##### TEXTE À LIRE #####
Guillermo est définitivement un réalisateur atypique, qui prend visiblement son pied à varier les plaisirs cinématographiques, sans, pour autant, se renier totalement de film en film. Difficile, en effet, de trouver, de prime abord, un lien évident entre "Blade 2" (film de vampires poisseux), "Hellboy" (film de monstres bariolés) et "Pacific Rim" (croisement improbable entre "Godzilla" et "Transformers"), si ce n’est un goût prononcé pour le fantastique. Et pourtant, en creusant un peu, ces films (et le reste de la filmo de Del Toro) ont tous en commun un goût très prononcé pour les mises en scène stylée, pour ne pas dire stylisée… qui prend parfois (souvent ?) le pas sur l’intrigue en elle-même. En effet, les films de Del Toro se démarquent par leur esthétique et "Crimson Peak" est loin de déroger à la règle. Au contraire même, le film est peut être la quintessence même du style Del Toro. En effet, "Crimson Peak", qui se veut comme un hommage nominatif (voir le nom de l’héroïne) et visuel aux productions légendaires de la Hammer (avec ses manoirs, son ambiance aristocrate et ses couleurs bariolés…) est, avant toute chose, un film d’ambiance, transcendé par une beauté visuelle à coupe le souffle. Rarement un film ne m’aura autant donné l’impression d’avoir savamment pensé à l’esthétique de chacun de ses plans et d’avoir soigné, à ce point-là, ses décors. A ce titre, la manoir des Sharp est une pure merveille et, accessoirement, un personnage à part entière du film… plus vivant, à bien des égards, que ses occupants. Ce rendu doit beaucoup aux choix payants de Del Toro, qui multiplie les idées terriblement évocatrices,
du toit percé laissant passer les feuilles et la neige au parquet suintant d’un épais liquide rouge, en passant par les sous-sols sous formes d’entrailles gargouillantes et le terrain enneigé qui devient rouge.
En travaillant le mouvement et les couleurs, Del Toro évite le piège de la réalisation statique, souvent de mise dans les productions horrifiques de ce type, et confirme son statut d’artiste visuel. Cette maestria vient, bien évidemment sublimer l’histoire, en transcendant chaque fait et geste des personnages d’un romantisme palpable mais, également, d’une menace latente. Et c’est, d’ailleurs, tant mieux car, privé de son esthétique, "Crimson Peak" aurait, très certainement eu plus de mal à tirer son épingle du jeu. Non pas que l’intrigue ne soit pas à la hauteur
(on baigne, notamment, dans l’ambiance trop peu connu de l’Amérique de la fin du 19e siècle, Del Toro nous perd volontairement sur les tenants et les aboutissants de l’histoire, à commencer par les motivations de Sir Sharp… et c’est plutôt plaisant)
mais, s’il fallait trouver un défaut au film il serait sans doute à trouver à ce niveau. Car "Crimson Peak" est vendu comme un film de fantômes… où les fantômes n’ont au final, que peu d’intérêt,
si ce n’est de souffler opportunément à l’héroïne (et, donc, aux spectateurs) les réponses aux questions qu’elles se posent
. Certes, Del Toro tente de nous faire le coup de l’argument méta par le biais d’un dialogue de son héroïne
(qui écrit un livre sur des fantômes… où les fantômes ne sont qu’un métaphore)
##### LIGNES DE DONNÉES #####
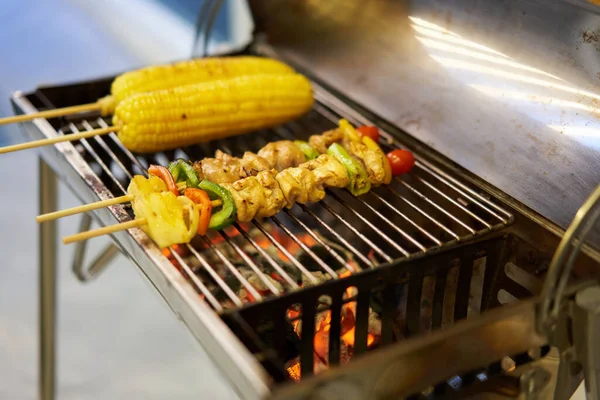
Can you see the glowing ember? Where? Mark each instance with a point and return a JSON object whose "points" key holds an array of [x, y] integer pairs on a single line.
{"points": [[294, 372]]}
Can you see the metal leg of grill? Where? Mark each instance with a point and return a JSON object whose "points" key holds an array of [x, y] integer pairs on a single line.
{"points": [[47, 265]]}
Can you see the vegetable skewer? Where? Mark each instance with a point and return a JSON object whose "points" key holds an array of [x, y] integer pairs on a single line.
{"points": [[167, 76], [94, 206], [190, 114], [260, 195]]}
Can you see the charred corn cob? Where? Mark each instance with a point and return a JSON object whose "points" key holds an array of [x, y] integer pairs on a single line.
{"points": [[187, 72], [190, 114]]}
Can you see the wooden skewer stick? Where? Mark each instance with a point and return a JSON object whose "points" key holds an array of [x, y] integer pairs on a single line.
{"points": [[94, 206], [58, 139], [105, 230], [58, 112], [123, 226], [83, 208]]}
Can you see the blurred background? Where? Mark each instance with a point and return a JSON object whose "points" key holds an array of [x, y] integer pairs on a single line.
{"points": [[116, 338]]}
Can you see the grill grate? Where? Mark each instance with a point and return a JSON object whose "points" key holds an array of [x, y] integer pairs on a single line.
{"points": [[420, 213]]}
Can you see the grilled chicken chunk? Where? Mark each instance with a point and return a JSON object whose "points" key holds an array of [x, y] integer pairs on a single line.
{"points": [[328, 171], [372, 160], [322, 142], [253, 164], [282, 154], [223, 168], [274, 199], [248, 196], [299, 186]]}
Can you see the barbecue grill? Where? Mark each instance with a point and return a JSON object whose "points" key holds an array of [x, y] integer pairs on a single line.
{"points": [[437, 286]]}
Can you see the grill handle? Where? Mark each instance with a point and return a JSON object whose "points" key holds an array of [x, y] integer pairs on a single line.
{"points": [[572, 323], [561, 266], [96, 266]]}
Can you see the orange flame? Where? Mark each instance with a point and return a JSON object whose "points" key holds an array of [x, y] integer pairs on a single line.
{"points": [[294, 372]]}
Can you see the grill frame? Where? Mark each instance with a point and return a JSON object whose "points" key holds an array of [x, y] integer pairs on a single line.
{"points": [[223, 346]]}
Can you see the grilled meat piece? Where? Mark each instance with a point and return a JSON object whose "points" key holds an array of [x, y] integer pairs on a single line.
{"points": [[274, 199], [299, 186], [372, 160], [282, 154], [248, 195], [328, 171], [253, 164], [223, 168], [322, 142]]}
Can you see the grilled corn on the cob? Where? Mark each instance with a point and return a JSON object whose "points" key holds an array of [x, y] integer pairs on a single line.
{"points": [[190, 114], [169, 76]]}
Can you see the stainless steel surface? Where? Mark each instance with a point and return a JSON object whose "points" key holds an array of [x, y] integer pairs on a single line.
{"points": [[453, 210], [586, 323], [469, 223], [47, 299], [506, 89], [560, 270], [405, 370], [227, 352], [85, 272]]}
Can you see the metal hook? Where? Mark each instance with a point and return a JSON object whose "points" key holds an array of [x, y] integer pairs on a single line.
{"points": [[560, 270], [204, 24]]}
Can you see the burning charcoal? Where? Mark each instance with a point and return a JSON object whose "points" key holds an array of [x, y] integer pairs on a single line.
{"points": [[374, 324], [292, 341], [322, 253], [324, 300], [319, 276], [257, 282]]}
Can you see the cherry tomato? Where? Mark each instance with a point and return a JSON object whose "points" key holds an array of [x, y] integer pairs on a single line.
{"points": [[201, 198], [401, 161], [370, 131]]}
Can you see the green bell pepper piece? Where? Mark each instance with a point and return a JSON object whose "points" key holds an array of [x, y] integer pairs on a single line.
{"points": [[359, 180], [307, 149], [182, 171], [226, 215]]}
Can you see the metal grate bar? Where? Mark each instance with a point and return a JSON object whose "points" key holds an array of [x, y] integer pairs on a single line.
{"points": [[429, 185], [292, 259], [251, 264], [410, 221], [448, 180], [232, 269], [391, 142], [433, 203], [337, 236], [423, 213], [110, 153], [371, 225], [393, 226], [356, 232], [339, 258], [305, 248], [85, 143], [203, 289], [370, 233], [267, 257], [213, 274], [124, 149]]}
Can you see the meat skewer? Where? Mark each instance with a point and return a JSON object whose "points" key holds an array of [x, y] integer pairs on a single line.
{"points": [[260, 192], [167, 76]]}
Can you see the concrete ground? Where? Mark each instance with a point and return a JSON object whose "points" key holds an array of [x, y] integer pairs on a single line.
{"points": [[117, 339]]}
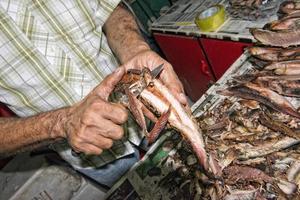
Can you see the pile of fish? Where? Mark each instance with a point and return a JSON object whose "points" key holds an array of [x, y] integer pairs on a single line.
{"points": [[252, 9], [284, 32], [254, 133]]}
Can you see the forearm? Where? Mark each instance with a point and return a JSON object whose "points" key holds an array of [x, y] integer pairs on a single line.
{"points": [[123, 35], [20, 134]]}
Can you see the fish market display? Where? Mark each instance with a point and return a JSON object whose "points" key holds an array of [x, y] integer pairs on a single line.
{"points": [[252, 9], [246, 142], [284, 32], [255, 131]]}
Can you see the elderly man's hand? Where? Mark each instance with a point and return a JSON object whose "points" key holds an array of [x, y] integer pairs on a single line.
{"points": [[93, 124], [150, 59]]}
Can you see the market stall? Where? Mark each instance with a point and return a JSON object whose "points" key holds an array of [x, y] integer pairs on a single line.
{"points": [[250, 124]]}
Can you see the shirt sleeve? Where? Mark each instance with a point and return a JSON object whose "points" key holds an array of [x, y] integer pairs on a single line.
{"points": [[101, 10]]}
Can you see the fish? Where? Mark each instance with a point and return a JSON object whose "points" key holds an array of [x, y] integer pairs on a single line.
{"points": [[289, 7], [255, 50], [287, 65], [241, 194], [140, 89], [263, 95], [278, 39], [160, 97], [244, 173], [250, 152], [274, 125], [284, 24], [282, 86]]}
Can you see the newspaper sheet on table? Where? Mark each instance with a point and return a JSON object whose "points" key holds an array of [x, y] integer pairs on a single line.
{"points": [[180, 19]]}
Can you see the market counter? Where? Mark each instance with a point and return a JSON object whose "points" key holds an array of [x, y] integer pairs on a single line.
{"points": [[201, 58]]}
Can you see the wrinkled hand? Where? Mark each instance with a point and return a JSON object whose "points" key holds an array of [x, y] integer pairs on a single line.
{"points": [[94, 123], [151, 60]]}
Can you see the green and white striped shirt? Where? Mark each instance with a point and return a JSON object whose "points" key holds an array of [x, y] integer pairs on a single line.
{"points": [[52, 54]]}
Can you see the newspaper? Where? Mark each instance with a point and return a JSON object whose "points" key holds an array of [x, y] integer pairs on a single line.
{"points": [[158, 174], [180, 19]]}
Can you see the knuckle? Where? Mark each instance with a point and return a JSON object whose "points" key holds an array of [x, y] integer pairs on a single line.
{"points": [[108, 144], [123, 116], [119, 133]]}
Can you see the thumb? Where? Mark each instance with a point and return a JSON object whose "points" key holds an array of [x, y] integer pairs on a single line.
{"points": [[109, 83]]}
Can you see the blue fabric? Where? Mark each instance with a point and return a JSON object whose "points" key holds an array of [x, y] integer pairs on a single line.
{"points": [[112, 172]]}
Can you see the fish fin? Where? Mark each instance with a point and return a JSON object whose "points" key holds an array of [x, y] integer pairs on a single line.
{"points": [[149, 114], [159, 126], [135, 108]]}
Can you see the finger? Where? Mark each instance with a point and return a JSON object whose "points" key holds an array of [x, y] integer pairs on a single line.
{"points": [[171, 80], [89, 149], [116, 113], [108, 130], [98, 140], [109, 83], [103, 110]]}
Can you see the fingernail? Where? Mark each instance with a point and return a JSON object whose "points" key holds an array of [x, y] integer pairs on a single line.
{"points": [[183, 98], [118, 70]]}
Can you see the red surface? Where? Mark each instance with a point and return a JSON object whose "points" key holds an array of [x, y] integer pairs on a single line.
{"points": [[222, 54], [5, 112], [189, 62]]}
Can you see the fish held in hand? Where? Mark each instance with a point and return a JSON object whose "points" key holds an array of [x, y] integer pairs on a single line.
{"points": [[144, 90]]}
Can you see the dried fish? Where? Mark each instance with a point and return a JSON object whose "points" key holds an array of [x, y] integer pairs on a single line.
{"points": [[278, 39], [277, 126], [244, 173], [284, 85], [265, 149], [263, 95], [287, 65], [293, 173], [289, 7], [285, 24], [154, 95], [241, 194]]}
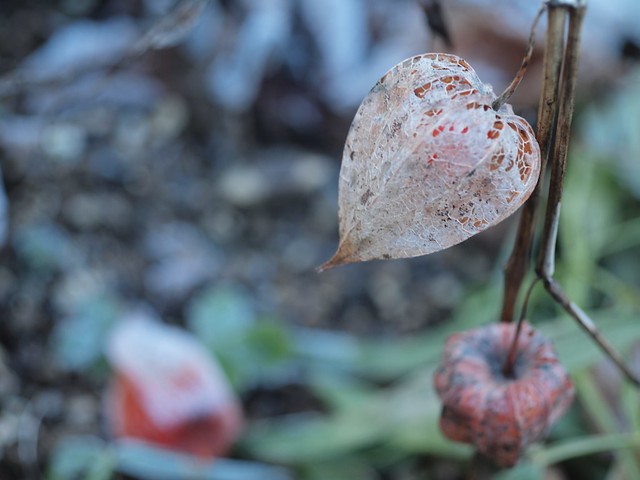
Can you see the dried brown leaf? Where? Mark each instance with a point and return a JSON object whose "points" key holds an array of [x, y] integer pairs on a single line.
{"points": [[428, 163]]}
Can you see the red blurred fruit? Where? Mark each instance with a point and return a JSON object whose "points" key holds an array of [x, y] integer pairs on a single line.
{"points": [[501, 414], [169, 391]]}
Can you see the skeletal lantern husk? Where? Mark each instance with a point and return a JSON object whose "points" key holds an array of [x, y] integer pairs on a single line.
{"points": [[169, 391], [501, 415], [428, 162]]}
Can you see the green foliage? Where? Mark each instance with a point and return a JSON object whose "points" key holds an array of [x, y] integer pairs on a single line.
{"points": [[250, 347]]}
#####
##### LIGNES DE DONNÉES #####
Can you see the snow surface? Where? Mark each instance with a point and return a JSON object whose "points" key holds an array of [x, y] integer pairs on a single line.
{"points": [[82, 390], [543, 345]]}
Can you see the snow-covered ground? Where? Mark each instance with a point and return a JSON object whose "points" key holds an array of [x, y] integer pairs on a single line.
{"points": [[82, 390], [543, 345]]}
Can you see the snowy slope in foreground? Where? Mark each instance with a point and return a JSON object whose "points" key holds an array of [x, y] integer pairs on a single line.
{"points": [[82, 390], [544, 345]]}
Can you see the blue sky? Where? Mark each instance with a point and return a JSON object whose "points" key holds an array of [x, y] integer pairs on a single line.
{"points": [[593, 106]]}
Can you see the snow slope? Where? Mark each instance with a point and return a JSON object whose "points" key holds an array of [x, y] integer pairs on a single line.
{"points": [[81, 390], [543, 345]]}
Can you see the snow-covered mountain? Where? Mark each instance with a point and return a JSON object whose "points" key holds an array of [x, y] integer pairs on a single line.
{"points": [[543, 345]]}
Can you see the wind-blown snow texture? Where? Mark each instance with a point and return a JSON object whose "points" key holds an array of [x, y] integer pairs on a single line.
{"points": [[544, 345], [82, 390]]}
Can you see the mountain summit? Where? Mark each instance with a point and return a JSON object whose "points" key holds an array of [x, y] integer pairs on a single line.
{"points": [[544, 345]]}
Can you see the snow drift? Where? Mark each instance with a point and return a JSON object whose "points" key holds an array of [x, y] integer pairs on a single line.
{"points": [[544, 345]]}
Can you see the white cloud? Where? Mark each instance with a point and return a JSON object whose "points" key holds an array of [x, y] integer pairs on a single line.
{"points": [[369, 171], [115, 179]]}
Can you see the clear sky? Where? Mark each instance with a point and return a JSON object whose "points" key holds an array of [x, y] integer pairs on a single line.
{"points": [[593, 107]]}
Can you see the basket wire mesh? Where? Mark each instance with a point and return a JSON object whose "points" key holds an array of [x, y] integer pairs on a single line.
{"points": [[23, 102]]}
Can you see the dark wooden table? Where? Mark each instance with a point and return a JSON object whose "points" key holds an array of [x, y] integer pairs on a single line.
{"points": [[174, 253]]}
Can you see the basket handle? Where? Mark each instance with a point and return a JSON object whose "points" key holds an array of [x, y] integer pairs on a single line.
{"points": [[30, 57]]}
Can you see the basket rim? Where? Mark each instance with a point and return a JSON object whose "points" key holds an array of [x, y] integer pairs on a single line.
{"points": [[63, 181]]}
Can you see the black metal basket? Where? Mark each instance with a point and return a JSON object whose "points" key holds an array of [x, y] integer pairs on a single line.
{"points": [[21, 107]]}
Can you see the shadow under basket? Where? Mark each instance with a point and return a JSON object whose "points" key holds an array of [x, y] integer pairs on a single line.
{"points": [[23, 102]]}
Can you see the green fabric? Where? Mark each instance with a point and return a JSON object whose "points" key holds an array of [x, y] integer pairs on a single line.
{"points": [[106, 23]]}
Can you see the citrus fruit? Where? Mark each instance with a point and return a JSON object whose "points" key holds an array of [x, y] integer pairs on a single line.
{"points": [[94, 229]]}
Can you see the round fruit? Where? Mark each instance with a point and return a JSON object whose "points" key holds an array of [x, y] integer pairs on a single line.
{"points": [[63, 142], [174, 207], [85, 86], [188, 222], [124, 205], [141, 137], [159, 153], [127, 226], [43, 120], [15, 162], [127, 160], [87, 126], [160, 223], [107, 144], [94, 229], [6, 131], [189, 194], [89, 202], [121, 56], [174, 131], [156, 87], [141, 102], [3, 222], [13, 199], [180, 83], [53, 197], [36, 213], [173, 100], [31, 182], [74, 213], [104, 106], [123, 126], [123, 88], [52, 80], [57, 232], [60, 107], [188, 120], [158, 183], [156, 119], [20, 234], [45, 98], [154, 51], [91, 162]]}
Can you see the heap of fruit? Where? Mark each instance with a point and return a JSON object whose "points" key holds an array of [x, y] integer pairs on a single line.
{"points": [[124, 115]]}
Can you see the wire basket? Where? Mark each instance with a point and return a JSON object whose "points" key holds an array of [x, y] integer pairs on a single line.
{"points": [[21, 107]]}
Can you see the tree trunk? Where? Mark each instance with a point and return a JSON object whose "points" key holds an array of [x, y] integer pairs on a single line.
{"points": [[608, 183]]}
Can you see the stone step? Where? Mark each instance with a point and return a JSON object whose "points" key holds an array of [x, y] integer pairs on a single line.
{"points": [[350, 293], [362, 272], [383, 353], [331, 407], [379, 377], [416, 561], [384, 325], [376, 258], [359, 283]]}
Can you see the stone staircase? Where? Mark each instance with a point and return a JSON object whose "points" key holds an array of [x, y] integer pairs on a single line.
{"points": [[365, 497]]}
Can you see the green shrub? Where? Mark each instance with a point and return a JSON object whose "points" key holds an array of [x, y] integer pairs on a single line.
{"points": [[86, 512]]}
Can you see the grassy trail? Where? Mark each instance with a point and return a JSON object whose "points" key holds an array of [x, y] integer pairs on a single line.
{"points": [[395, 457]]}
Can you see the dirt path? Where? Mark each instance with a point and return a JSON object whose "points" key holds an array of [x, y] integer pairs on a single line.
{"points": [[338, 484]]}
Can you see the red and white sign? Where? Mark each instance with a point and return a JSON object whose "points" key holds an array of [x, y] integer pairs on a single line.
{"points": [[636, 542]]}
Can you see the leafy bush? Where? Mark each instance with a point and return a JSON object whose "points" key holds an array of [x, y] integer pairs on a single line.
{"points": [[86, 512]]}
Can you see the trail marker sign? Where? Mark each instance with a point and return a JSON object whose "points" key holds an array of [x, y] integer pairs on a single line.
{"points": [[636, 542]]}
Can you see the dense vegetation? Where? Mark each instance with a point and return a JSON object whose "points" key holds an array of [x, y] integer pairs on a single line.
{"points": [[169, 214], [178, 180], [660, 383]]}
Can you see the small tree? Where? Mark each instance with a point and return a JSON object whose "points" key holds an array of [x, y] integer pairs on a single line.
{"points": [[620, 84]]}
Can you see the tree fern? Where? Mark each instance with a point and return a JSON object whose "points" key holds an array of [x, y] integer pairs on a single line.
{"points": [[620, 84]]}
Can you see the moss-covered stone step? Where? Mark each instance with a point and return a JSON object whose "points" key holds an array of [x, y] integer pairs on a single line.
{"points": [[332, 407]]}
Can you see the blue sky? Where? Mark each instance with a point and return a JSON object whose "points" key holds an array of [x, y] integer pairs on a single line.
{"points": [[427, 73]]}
#####
##### LIGNES DE DONNÉES #####
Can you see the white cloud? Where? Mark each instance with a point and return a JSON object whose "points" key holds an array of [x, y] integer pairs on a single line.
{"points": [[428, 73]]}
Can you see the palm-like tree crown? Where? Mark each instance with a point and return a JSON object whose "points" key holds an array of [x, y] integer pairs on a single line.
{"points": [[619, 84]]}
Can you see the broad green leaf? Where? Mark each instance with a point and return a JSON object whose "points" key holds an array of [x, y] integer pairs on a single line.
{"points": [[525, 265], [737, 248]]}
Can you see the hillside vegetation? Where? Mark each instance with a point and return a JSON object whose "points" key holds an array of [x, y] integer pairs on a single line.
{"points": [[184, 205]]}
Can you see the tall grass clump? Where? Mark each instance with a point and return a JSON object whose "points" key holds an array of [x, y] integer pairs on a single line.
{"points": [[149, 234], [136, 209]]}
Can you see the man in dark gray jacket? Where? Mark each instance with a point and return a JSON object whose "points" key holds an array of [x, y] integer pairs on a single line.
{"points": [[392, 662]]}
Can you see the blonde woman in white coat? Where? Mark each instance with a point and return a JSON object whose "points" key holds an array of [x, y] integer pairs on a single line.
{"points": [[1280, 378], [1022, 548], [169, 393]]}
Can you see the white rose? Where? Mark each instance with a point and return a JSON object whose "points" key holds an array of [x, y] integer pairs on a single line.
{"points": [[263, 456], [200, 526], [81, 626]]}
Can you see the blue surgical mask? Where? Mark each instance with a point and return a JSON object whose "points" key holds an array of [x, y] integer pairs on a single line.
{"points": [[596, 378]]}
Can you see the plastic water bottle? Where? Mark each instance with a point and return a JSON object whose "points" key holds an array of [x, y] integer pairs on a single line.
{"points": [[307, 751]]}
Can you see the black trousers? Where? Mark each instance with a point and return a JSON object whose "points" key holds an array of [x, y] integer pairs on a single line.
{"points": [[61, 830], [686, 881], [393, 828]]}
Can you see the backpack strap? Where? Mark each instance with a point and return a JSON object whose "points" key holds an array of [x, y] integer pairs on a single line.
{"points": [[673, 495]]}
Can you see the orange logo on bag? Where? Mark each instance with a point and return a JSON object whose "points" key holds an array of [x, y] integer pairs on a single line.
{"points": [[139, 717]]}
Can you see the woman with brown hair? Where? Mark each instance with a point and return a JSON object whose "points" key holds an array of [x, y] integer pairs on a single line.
#####
## CONSIGNES ÉCRITES
1. D'après la critique de « Crimson Peak », à quelles productions le film rend-il hommage par le nom de son héroïne et par ses images ?
2. Reproduisez fidèlement tout le passage de la critique de « Crimson Peak », depuis « En travaillant le » jusqu'à « c’est plutôt plaisant) ».
3. Relevez tous les films réalisés par Del Toro que mentionne la critique de « Crimson Peak ».

## RÉSULTATS DE L'EXERCICE
1. Aux productions légendaires de la Hammer.

2.
En travaillant le mouvement et les couleurs, Del Toro évite le piège de la réalisation statique, souvent de mise dans les productions horrifiques de ce type, et confirme son statut d’artiste visuel. Cette maestria vient, bien évidemment sublimer l’histoire, en transcendant chaque fait et geste des personnages d’un romantisme palpable mais, également, d’une menace latente. Et c’est, d’ailleurs, tant mieux car, privé de son esthétique, "Crimson Peak" aurait, très certainement eu plus de mal à tirer son épingle du jeu. Non pas que l’intrigue ne soit pas à la hauteur
(on baigne, notamment, dans l’ambiance trop peu connu de l’Amérique de la fin du 19e siècle, Del Toro nous perd volontairement sur les tenants et les aboutissants de l’histoire, à commencer par les motivations de Sir Sharp… et c’est plutôt plaisant)

3. Blade 2, Hellboy, Pacific Rim, Crimson Peak